(TEXT EXCERPT):
*** Begin section ***
They're a cult-loved rock trio with fans who nerd out over bass solos and eccentric, story-driven albums. So, it really should come as no surprise that Primus opted to pay tribute to probably the ultimate band that fits that same description.
Still, even Primus frontman Les Claypool admits he was a bit surprised that his band's A Tribute to Kings Tour — playing St. Paul's Palace Theatre on Friday night — actually came to fruition.
"It started really more as a joke," Claypool recounted. "We had played our own albums in their entirety, so it was kind of like, 'What's next?'"
The answer was Rush's 1977 album "A Farewell to Kings."
Considered a landmark record in prog-rock circles — though it's far from Rush's most commercially successful LP — "Kings" is being performed from start to finish on Primus' current tour, alongside a set of the younger trio's own material. For everyone who's been dying to hear "Cygnus X-1 (Book One — The Voyage)" performed on the same night as "Wynona's Big Brown Beaver," this one's for you.
*** End section ***
(EXERCISE REQUIREMENTS):
**A)** Repeat the passage of the article about Primus's Rush tribute tour between "Considered a landmark" and "one's for you.", inclusive.
**B)** Pick up the article about Primus's Rush tribute tour after its final sentence and carry it forward.

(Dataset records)
*** Begin section ***
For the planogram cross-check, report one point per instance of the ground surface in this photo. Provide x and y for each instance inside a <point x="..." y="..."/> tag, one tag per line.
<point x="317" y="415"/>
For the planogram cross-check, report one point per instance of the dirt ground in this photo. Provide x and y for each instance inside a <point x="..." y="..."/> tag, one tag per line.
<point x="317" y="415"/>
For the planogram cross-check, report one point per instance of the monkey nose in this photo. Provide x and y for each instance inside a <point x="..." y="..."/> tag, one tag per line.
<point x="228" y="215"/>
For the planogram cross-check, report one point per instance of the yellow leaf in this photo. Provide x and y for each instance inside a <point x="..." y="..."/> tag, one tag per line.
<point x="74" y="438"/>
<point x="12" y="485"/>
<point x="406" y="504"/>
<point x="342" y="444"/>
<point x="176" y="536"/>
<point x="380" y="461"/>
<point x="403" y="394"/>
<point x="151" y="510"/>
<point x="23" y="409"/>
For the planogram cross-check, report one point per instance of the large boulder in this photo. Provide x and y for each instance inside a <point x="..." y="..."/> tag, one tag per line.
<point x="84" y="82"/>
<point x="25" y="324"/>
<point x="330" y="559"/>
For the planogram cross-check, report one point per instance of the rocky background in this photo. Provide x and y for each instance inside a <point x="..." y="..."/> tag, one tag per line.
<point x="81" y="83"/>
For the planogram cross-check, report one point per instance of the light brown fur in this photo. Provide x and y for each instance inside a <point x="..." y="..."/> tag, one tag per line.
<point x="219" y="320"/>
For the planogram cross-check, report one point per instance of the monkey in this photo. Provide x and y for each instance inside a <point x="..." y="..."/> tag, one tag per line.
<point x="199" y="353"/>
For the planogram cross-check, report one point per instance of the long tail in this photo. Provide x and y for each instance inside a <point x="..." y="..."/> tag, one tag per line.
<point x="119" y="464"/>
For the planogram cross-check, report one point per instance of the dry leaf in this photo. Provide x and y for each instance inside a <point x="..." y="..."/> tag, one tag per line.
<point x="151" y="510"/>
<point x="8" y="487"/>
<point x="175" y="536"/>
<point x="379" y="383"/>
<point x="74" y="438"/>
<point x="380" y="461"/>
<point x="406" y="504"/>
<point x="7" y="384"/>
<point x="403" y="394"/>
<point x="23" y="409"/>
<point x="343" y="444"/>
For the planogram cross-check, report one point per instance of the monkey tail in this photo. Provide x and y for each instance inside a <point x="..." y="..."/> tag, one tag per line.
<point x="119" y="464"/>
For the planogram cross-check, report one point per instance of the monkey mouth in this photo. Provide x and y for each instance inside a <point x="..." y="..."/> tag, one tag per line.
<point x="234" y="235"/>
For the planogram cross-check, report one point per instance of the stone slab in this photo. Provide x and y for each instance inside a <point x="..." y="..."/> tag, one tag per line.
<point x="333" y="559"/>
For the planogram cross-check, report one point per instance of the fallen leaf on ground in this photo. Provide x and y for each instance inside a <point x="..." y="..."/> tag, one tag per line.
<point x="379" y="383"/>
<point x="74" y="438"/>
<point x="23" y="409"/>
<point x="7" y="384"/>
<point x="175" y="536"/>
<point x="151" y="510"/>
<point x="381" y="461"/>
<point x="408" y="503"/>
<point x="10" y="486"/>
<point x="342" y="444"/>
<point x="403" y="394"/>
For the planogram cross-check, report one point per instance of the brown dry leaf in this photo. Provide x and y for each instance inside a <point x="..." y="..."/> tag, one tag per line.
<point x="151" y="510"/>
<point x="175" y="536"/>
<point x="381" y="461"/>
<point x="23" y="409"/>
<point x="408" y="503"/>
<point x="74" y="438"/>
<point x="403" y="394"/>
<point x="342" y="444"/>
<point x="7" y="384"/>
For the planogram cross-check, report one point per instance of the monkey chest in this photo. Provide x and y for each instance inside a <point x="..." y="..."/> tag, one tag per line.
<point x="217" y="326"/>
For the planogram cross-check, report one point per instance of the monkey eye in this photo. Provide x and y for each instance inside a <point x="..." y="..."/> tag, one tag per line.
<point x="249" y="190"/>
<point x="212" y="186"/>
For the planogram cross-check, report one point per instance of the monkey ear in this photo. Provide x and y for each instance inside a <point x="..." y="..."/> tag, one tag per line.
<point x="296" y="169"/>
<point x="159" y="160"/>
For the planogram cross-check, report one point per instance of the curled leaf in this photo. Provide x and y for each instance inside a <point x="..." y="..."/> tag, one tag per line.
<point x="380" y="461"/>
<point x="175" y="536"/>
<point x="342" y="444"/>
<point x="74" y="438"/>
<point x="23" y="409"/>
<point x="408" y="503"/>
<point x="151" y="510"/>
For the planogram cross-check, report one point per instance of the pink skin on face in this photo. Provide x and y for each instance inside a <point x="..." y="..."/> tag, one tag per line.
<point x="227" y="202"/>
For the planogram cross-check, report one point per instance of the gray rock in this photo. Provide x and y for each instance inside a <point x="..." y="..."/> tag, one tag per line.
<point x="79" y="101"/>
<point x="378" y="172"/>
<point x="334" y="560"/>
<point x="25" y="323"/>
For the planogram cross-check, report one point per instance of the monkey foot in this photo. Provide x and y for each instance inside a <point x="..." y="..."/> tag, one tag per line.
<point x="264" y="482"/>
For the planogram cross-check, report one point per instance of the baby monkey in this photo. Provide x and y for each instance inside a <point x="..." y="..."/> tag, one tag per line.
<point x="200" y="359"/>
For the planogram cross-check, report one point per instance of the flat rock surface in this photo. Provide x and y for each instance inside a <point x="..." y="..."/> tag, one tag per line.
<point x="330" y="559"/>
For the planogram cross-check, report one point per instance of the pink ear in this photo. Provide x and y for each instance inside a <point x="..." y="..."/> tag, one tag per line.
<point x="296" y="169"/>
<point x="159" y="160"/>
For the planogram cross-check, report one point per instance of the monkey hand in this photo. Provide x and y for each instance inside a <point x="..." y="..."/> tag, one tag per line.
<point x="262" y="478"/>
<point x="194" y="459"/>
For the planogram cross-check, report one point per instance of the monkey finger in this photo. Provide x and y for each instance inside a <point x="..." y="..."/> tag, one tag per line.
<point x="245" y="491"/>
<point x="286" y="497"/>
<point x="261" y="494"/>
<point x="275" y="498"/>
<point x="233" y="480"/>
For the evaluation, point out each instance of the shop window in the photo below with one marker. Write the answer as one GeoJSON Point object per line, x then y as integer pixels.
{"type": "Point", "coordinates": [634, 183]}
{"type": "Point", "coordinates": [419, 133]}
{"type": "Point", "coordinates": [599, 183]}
*** End section ***
(RESULTS OF THE TASKS):
**A)**
Considered a landmark record in prog-rock circles — though it's far from Rush's most commercially successful LP — "Kings" is being performed from start to finish on Primus' current tour, alongside a set of the younger trio's own material. For everyone who's been dying to hear "Cygnus X-1 (Book One — The Voyage)" performed on the same night as "Wynona's Big Brown Beaver," this one's for you.

**B)**
Still, there's a more serious side to the endeavor now that Rush is no longer an active band, following drummer Neal Peart's death to cancer in 2020.
The Canadian rock heroes had taken the Californian psychedelic punk jammers under their wings in the early-'90s and recruited them as an opening act. This was in the heyday of the grunge/alt-rock boom, when Primus also traveled on the Lollapalooza III tour with Alice in Chains, Rage Against the Machine and Minneapolis' Babes in Toyland. Strange days, indeed.
Talking by phone earlier this week between turns driving his own tour bus — one of Primus' drivers came down with COVID over the weekend — Claypool opened up about the deeper meaning behind their Tribute to Kings and the hard challenges involved.